Task description ▸ Rewrite the rows below, changing "pin one point" to "place one point" and keeping everything else the same.

Pointing dataset rows:
▬▬▬

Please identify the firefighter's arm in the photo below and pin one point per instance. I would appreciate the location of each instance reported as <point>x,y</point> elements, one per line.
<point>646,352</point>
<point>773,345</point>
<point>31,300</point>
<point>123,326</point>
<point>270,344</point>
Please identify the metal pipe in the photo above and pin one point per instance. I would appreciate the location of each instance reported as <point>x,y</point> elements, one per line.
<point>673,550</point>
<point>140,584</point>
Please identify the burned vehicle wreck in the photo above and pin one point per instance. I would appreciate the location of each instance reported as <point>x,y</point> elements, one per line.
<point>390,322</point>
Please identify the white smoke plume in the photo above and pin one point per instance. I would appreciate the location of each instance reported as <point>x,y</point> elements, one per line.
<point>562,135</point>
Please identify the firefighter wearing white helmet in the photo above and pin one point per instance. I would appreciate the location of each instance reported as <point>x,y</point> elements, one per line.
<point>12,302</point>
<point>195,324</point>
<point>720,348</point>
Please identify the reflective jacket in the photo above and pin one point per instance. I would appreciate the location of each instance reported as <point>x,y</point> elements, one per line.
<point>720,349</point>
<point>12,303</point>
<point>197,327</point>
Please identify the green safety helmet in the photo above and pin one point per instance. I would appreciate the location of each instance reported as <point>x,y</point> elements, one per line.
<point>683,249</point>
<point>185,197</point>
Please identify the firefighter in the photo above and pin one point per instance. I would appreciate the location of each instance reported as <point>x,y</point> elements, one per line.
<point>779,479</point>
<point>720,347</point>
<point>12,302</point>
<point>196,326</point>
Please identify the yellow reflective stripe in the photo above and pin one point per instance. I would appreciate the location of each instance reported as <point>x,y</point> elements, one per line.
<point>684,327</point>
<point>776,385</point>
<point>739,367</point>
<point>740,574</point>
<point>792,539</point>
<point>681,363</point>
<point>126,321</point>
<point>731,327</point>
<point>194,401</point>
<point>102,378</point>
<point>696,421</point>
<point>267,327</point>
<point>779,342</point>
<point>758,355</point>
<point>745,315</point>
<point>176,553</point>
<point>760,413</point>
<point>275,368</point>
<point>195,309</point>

▬▬▬

Full answer ▸
Please identify the firefighter's arm in the photo below and place one point per instance. I would appreciate the location of each instance reported as <point>x,y</point> elements, one per line.
<point>646,352</point>
<point>773,345</point>
<point>31,300</point>
<point>123,326</point>
<point>270,344</point>
Please identify the metal pipe in the photo above and place one point per instance. I would appreciate the location of each instance reported as <point>x,y</point> elements, one per line.
<point>673,550</point>
<point>140,584</point>
Please identify the burned vehicle wreck in the photo above and place one point per instance. I would appreciate the location of each instance reported as <point>x,y</point> elements, one per line.
<point>390,322</point>
Please identify the white smoke plume in the photo above and place one point per instance. I would appreciate the location of each instance reported as <point>x,y</point> elements, one per line.
<point>562,135</point>
Please identify the firefighter wearing white helmet in the photo above and place one point per instance. I would appreciate the location of each instance reported as <point>x,y</point> elements, one per line.
<point>12,302</point>
<point>195,324</point>
<point>720,348</point>
Please identify the reflective jacket in the photo above and place one point per instance. I would appreciate the location of each instance reported as <point>x,y</point> elements, one per line.
<point>720,349</point>
<point>12,303</point>
<point>197,327</point>
Please identify the green safety helmet in the photo above and place one point per instance. I would appreciate the location of each instance reported as <point>x,y</point> elements, one per line.
<point>683,249</point>
<point>185,197</point>
Please identify the firefighter in the photo above and place one point per instance. I would appreciate the location of each instance reported as <point>x,y</point> elements, one per line.
<point>779,479</point>
<point>720,347</point>
<point>12,302</point>
<point>196,326</point>
Please identify the yellow reflective stripe in the photo above and place one point per instance. I would appreciate the location of each instance reported as <point>x,y</point> elements, one per line.
<point>684,327</point>
<point>776,385</point>
<point>739,367</point>
<point>740,574</point>
<point>792,539</point>
<point>681,363</point>
<point>126,321</point>
<point>731,327</point>
<point>194,401</point>
<point>102,378</point>
<point>696,421</point>
<point>267,327</point>
<point>779,342</point>
<point>758,355</point>
<point>745,315</point>
<point>176,553</point>
<point>760,413</point>
<point>275,368</point>
<point>195,309</point>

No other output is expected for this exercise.